What to work on -
Pick out every line in the records that contains the string "canoe" and copy each one. Case counts when matching.
[start Provided material]
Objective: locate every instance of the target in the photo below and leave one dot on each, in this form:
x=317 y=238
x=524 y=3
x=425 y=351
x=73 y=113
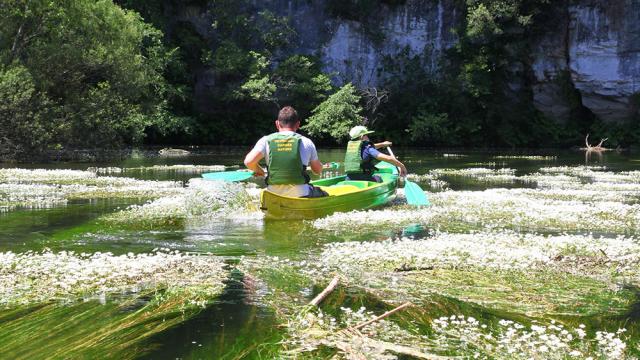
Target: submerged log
x=332 y=285
x=392 y=311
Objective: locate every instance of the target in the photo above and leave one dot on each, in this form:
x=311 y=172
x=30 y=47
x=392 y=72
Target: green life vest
x=353 y=162
x=285 y=165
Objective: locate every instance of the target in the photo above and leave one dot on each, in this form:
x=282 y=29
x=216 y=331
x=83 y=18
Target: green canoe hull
x=344 y=196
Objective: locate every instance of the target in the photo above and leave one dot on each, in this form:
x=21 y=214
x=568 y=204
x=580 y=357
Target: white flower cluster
x=484 y=175
x=473 y=172
x=512 y=340
x=30 y=196
x=526 y=157
x=533 y=210
x=430 y=180
x=496 y=250
x=181 y=169
x=308 y=331
x=454 y=155
x=34 y=277
x=46 y=188
x=200 y=198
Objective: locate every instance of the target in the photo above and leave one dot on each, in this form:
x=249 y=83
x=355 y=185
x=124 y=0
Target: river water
x=245 y=320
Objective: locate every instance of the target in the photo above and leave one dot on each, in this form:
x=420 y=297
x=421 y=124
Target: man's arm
x=252 y=162
x=382 y=144
x=394 y=161
x=316 y=166
x=312 y=153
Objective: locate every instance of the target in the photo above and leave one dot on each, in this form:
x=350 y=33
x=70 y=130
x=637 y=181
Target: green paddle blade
x=230 y=176
x=415 y=195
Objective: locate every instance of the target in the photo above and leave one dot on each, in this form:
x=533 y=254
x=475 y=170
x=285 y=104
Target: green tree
x=27 y=120
x=100 y=67
x=336 y=115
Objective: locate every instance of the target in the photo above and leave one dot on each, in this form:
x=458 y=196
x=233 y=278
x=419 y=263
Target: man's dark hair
x=288 y=116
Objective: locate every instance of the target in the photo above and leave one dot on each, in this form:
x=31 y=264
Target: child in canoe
x=362 y=155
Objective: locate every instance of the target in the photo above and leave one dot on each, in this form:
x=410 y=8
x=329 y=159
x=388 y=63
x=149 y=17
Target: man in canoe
[end Provided material]
Output for this task -
Target: green canoe hull
Target: child in canoe
Target: man in canoe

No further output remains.